**TEXTE DE LA PAGE:**

------------------------

En mai 2016, David Niemeijer d’AssistiveWare et Jane Farrall sont intervenus à la Conference AGOSCI sur les « À FAIRE ET À NE PAS FAIRE » lors de la mise en place d’une réelle communication à travers la CAA. Nous avons créé le poster « À FAIRE ET À NE PAS FAIRE  » pour accompagner ce blog.

La chose que je fais (plus ou moins) tous les 6 mois est de télécharger toutes les applications de CAA que je peux trouver sur l'App Store pour les évaluer et les ajouter à ma liste d’applis de CAA. (en anglais)
 
A chaque fois que je fais cette mise à jour, un ou plusieurs de ces nouvelles applications se décrivent comme « application pour démarrer dans la CAA » ou comme « application pour communicants débutants ». Je donne souvent à ces applications, tout comme à celles se décrivant comme « faites pour les personnes les moins fonctionnelles », une étoile - la note la plus basse. Cela entraine souvent un email de la part du développeur de l’application, me demandant de justifier ma note. J’aimerais expliquer pourquoi je note de cette façon.
 
La phrase « application pour démarrer dans la CAA » dans ce contexte, me semble souvent être un euphémisme pour une pratique faible de la CAA. Ces applications proposent souvent peu de mots ; le vocabulaire est surtout centré sur les noms ; il n’y a pas de pictogrammes et l’utilisateur doit importer ses propres images ; le vocabulaire est organisé en catégories ; et parfois il y a peu d’options pour le développer ou le personnaliser. L’application est souvent accompagnée de phrases telles que « petit nombre de symboles, pour communicants débutants » ou « basé sur des photographies pour simplifier l’utilisation par des débutants en CAA ».

 
Tant de choses dans ces applications NE SONT PAS pour démarrer dans la CAA ; c’est une CAA qui ne met pas en avant le développement du langage et de la communication. Les promesses dans les descriptions de l’application correspondent à cette mauvaise pratique et font partie d’un monde où la phrase « présumer des compétences » n’a jamais été entendue.
 
Ayant dit tout cela, que sait-on du démarrage dans la CAA ?

Pictogrammes

 
Il n’y a aucune évidence que la « hiérarchie des pictogrammes » à laquelle on se réfère si souvent, a une pertinence quelconque dans la mise en place de la CAA - ou même qu’elle opère comme des personnes le pensent ( et tout comme on me l’a présentée quand j’ai passé mon diplôme d’orthophoniste il y a 30 ans).

------------------------

**DONNÉES FOURNIES:**
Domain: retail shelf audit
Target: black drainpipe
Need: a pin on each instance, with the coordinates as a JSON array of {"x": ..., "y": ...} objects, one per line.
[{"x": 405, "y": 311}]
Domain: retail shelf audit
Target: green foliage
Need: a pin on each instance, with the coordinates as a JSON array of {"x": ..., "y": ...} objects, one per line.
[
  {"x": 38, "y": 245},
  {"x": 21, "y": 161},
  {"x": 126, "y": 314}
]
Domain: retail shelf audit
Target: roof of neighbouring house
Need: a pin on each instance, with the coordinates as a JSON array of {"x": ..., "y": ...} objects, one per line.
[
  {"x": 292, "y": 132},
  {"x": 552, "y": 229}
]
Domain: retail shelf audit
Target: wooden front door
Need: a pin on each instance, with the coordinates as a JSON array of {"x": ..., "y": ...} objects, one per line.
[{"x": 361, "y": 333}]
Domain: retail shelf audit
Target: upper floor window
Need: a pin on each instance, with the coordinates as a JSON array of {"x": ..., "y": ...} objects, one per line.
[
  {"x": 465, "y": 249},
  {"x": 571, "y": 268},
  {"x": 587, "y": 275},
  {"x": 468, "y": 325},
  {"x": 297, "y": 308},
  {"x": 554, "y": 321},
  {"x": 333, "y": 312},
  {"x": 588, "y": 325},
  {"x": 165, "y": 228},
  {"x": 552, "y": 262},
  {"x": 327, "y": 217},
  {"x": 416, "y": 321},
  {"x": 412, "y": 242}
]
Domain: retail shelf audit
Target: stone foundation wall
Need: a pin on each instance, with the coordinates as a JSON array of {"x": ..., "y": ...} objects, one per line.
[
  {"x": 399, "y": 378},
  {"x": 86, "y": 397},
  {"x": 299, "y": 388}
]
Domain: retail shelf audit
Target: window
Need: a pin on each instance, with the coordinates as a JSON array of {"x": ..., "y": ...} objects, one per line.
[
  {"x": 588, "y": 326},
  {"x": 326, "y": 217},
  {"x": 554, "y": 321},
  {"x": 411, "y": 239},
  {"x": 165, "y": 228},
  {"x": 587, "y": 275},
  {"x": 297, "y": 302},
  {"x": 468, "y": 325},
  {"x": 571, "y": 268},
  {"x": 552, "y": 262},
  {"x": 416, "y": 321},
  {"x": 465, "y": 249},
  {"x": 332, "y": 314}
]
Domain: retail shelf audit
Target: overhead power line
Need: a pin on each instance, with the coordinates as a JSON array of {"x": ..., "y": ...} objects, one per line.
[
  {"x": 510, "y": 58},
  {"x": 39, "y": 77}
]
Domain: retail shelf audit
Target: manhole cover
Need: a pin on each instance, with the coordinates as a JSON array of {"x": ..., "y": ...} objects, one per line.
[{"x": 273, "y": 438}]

------------------------

**TÂCHES À ACCOMPLIR:**
(1) Recueillez, en les recopiant, toutes les lignes de la liste qui contiennent la chaîne « Target ». La casse doit être respectée.
(2) Prolongez le texte sur les applications de CAA au-delà de sa dernière phrase.

**RÉSULTATS OBTENUS:**
(1)
Target: black drainpipe
Target: green foliage
Target: roof of neighbouring house
Target: wooden front door
Target: upper floor window
Target: stone foundation wall
Target: window
Target: overhead power line
Target: manhole cover

(2)
Romski and Sevcik (2005) (PDF - en anglais) se réfèrent à cela comme étant l’un des mythes de la « Communication améliorée et Intervention précoce ». Ils résument ce mythe à la déclaration suivante :  « lors des premières phases du développement, il n’y a pas matière à inquiétude si l’enfant utilise des symboles abstraits ou représentatifs, car pour l’enfant ils fonctionnent tous de la même façon. » Porter et Burkhardt (2010) ont beaucoup parlé de cela, plaidant pour une stimulation du langage assisté pour permettre à un individu d’apprendre ce qu’un pictogramme signifie. Da Fonte et al (2008) sont d’accord pour dire que « il ne semble pas y avoir une hiérarchie de pictogrammes visuels assistés » et ajoutent que « l’expérience joue un rôle significatif dans l’apprentissage des pictogrammes visuels assistés et dans la généralisation de leur usage ».
 
Ainsi - pour revenir à notre sujet sur le démarrage de la CAA, il n’y a absolument aucun besoin de se limiter à un système CAA qui peut gérer des objets ou des photos quand nous prenons des décisions - et ces applications CAA qui disent cela souscrivent à un mythe.

Quantité de vocabulaire

 
Durant la Conférence ISAAC en 2014 à Lisbonne, la professeur Pat Mirenda a donné une pré-conférence sous forme d’atelier sur «  les troubles du spectre autistique » (TSA). Au cours de cet atelier, elle a passé en revue l’état actuel de nos connaissances sur la CAA puisque cela est en lien avec les individus souffrant de TSA. L’une des phrases de son exposé a sonné vrai pour moi - et pas seulement pour des individus atteints de TSA: 

« NOUS AVIONS L’HABITUDE DE PENSER : Commencez avec juste quelques (4-6) pictogrammes et ajoutez-en quelques autres la fois suivante, si l’étudiant avec les TSA montre qu’il ou elle peut communiquer de façon appropriée avec eux généralement pour les demandes. Maintenant nous pensons : Vraiment ? Où est la recherche qui défend cette pratique ? Ce n’est certainement pas de cette manière que les autres enfants apprennent de nouveaux mots et acquièrent le langage. »

Mirenda, 2014

Pour que les individus apprennent le langage, il faut leur fournir non pas quelques pictogrammes - mais une large gamme de pictogrammes qui représentent un solide vocabulaire qui les aide à apprendre comment combiner les mots, à participer à chaque situation et les aide à se développer en tant que communicant autonome. Ce vocabulaire doit se composer de différentes parties du discours - ils ont besoin d’adjectifs, de verbes, d’adverbes. de pronoms, de prépositions, de conjonctions, d’interjections, de déterminants et même de quelques noms (allez-y en douceur avec les noms). Essayez d’utilisez un système de vocabulaire de base bien conçu ou Pragmatically Organised Dynamic Display (PODD).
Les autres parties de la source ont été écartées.